THE TASK:
Take each line of the entries below that contains "pane" and copy it.

──────────

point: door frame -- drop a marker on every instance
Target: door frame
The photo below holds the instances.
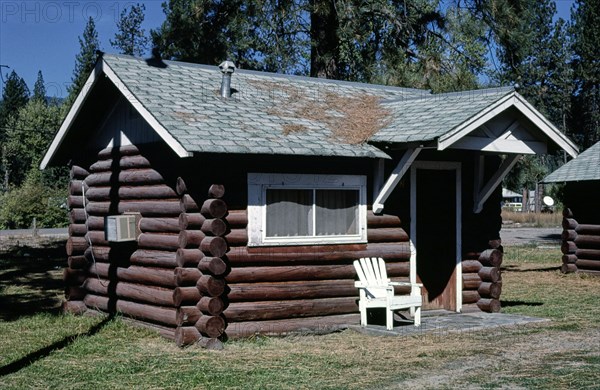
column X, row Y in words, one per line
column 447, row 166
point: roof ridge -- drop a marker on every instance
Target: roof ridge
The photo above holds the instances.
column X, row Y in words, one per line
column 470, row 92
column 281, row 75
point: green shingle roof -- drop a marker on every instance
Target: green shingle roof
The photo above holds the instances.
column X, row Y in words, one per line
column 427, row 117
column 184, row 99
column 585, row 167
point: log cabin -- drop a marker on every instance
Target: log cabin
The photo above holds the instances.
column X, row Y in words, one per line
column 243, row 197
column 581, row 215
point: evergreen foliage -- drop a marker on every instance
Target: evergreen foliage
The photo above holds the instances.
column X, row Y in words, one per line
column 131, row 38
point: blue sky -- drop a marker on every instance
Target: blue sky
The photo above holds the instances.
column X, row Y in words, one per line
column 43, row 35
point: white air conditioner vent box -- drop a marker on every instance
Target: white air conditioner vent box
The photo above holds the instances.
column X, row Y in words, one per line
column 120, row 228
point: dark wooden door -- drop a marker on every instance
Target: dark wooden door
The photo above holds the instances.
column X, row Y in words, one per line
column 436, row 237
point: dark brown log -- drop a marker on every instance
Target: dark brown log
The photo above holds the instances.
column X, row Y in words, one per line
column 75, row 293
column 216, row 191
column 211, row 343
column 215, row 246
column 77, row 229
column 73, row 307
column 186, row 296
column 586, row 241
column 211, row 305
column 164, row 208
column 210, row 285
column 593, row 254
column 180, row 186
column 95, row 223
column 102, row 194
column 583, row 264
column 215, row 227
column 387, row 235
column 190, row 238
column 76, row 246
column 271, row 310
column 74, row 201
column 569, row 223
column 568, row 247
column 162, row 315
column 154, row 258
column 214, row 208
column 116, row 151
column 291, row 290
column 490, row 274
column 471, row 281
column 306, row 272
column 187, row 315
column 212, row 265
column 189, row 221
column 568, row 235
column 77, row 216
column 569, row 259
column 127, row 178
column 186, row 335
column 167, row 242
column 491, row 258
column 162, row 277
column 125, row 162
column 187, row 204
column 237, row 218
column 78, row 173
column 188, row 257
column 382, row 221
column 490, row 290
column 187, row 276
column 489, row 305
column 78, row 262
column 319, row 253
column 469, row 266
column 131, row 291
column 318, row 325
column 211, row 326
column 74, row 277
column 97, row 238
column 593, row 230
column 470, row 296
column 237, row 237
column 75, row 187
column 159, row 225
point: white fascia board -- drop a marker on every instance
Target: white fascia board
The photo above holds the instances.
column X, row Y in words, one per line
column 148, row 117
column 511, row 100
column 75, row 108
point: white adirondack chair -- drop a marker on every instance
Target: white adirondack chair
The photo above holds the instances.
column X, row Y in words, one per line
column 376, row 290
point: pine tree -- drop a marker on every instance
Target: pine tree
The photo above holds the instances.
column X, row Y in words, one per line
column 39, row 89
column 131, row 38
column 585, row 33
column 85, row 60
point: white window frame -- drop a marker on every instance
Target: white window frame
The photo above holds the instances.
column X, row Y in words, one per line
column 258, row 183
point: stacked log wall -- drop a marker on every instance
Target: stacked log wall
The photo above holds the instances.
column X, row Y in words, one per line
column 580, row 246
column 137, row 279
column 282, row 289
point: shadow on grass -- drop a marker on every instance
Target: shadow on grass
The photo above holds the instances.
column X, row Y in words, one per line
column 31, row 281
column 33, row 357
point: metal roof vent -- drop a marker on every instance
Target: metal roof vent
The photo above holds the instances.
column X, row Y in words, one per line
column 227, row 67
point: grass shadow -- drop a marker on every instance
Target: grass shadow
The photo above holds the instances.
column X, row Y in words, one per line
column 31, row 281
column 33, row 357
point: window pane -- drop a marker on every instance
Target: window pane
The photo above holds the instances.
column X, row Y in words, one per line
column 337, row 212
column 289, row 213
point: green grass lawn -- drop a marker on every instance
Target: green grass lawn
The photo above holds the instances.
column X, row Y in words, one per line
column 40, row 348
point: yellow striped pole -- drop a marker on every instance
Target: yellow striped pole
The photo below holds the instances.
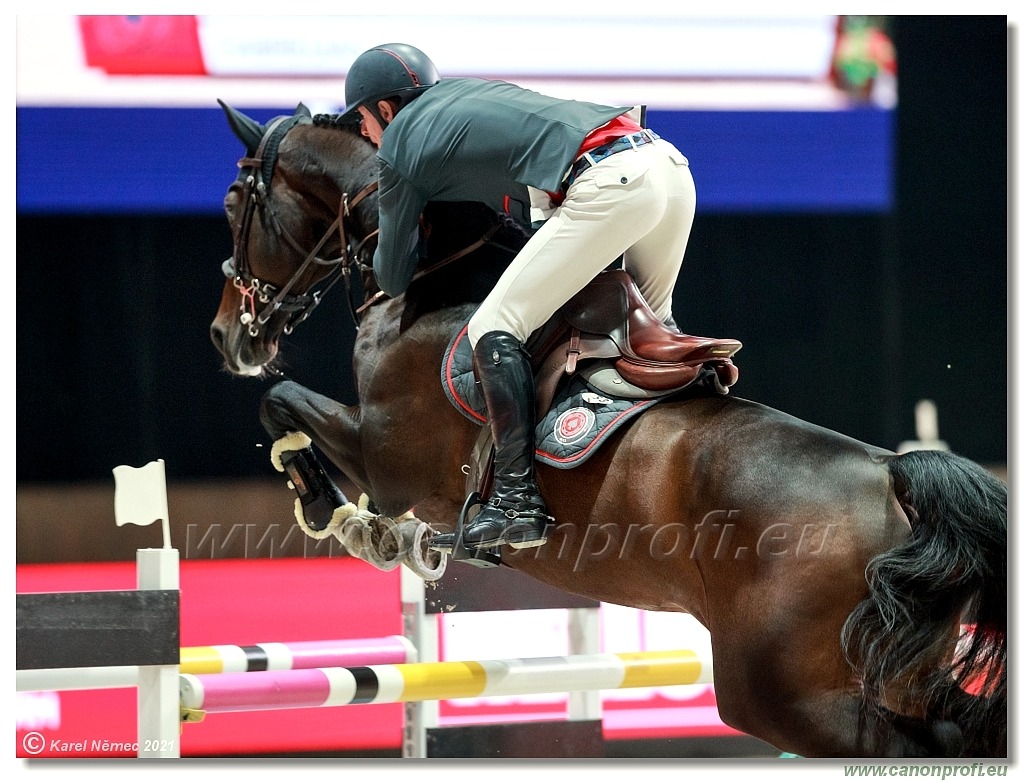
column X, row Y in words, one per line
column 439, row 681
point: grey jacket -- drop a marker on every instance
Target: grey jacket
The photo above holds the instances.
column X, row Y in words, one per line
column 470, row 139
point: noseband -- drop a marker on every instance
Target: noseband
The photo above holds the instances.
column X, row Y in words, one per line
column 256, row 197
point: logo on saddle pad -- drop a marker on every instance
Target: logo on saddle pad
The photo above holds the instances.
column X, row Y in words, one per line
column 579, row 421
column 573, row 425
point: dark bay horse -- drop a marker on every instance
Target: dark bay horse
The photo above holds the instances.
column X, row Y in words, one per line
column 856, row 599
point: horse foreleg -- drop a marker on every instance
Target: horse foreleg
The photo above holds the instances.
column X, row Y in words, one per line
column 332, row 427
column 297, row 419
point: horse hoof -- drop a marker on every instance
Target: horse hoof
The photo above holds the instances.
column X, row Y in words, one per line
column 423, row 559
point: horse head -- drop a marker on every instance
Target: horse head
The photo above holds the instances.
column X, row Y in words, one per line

──────────

RESULT OF THIS TASK:
point: window pane -- drop a marker on every instance
Target: window pane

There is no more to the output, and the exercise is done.